#### To do
The data is to be retyped in full, exactly.

#### Phrase grounding data
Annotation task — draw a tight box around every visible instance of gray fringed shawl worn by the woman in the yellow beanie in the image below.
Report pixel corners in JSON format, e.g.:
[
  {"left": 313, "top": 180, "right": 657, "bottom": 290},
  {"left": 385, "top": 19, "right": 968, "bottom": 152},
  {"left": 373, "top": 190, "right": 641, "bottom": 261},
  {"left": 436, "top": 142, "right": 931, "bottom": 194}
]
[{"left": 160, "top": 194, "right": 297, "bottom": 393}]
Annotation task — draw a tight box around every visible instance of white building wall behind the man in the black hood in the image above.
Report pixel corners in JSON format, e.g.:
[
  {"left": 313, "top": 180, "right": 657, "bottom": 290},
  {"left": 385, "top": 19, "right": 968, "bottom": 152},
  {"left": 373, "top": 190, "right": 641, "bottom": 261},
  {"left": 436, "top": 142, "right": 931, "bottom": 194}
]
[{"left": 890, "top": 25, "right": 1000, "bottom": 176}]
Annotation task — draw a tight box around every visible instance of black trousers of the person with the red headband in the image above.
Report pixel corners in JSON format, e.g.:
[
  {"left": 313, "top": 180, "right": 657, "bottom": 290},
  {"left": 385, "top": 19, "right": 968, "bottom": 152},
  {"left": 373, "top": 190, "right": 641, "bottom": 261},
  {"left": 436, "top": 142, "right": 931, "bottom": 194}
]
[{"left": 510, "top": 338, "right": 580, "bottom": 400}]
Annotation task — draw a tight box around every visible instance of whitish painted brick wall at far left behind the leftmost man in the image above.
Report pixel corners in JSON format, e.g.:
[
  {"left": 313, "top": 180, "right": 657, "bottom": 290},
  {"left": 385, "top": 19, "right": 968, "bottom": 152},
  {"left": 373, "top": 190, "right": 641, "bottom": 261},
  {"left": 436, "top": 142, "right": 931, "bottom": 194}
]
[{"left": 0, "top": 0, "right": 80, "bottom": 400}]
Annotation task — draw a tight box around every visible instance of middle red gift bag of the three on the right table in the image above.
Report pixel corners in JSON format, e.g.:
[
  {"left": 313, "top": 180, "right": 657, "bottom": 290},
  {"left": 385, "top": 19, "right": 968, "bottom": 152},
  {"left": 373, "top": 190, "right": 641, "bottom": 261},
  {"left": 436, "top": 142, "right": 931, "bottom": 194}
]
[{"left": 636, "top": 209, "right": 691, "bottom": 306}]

#### Solution for this task
Annotation task — draw a tight box around every visible instance of gray fringed shawl worn by the woman in the yellow beanie in the image below.
Report pixel corners in JSON format, e.g.:
[
  {"left": 313, "top": 180, "right": 657, "bottom": 290},
  {"left": 385, "top": 19, "right": 968, "bottom": 152},
  {"left": 373, "top": 190, "right": 641, "bottom": 261},
  {"left": 436, "top": 142, "right": 931, "bottom": 194}
]
[{"left": 160, "top": 194, "right": 297, "bottom": 393}]
Annotation task — draw a tight box around every visible instance of white building wall behind the man in the black hood in the image above.
Report pixel corners in JSON format, e.g.:
[
  {"left": 313, "top": 180, "right": 657, "bottom": 290},
  {"left": 385, "top": 19, "right": 968, "bottom": 152},
  {"left": 373, "top": 190, "right": 641, "bottom": 261},
  {"left": 436, "top": 142, "right": 931, "bottom": 194}
]
[{"left": 890, "top": 25, "right": 1000, "bottom": 176}]
Annotation task — draw a tight box around every visible instance of black trousers of the person with the red headband in the image above.
Report pixel corners in JSON format, e.g.:
[
  {"left": 313, "top": 180, "right": 657, "bottom": 290},
  {"left": 385, "top": 19, "right": 968, "bottom": 152},
  {"left": 373, "top": 190, "right": 641, "bottom": 261},
  {"left": 436, "top": 142, "right": 931, "bottom": 194}
]
[{"left": 510, "top": 338, "right": 580, "bottom": 400}]
Annotation task — draw a tight box around every visible instance of whitish painted brick wall at far left behind the leftmost man in the image above.
Report pixel corners in JSON format, e.g.:
[
  {"left": 313, "top": 180, "right": 657, "bottom": 290},
  {"left": 385, "top": 19, "right": 968, "bottom": 152},
  {"left": 373, "top": 190, "right": 641, "bottom": 261},
  {"left": 436, "top": 142, "right": 931, "bottom": 194}
]
[{"left": 0, "top": 0, "right": 80, "bottom": 400}]
Annotation task — draw a tight box around every visible instance of middle red gift bag of the three on the right table in the image above.
Report pixel corners in JSON format, e.g.:
[
  {"left": 313, "top": 180, "right": 657, "bottom": 290},
  {"left": 385, "top": 19, "right": 968, "bottom": 152},
  {"left": 373, "top": 190, "right": 641, "bottom": 261},
  {"left": 436, "top": 142, "right": 931, "bottom": 194}
]
[{"left": 636, "top": 209, "right": 691, "bottom": 306}]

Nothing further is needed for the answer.